Exercise directions: Copy out the records below, putting "whole-number pixel coordinates" in place of "integer pixel coordinates" wherever it occurs and changing nothing else.

══ Entries ══

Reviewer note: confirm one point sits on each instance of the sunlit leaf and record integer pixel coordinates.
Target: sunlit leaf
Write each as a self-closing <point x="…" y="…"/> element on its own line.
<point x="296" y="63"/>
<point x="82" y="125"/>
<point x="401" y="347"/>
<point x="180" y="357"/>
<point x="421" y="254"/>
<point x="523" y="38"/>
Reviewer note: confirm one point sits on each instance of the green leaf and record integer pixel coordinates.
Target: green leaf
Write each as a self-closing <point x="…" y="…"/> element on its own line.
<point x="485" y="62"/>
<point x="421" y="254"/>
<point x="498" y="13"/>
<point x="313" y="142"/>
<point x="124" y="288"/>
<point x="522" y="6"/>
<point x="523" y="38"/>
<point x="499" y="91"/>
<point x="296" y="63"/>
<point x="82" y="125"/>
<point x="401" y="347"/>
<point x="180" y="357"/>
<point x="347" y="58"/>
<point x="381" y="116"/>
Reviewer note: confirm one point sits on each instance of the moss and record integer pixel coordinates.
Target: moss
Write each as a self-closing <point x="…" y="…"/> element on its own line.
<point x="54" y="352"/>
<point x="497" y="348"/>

═══

The response:
Reviewer note: confirm one point sits on each instance of the sunlit leaf and record whole-number pixel coordinates.
Target: sunlit leaf
Write each as a self-closing <point x="…" y="…"/> element on its own line.
<point x="296" y="63"/>
<point x="82" y="125"/>
<point x="401" y="347"/>
<point x="180" y="357"/>
<point x="421" y="254"/>
<point x="523" y="38"/>
Reviewer note: confirm one point sits on each instance of the green leaf and record whole-number pixel coordinates.
Target: green leaf
Write each as a self-closing <point x="…" y="…"/> element on its own line.
<point x="485" y="62"/>
<point x="421" y="254"/>
<point x="498" y="13"/>
<point x="313" y="142"/>
<point x="124" y="288"/>
<point x="522" y="6"/>
<point x="523" y="38"/>
<point x="499" y="91"/>
<point x="296" y="63"/>
<point x="82" y="125"/>
<point x="401" y="347"/>
<point x="180" y="357"/>
<point x="347" y="58"/>
<point x="381" y="116"/>
Reviewer note: confirm one point sits on each instance of the moss and record whole-number pixel coordinates.
Target: moss
Write each as a self-closing <point x="…" y="…"/> element on its own line.
<point x="54" y="352"/>
<point x="497" y="348"/>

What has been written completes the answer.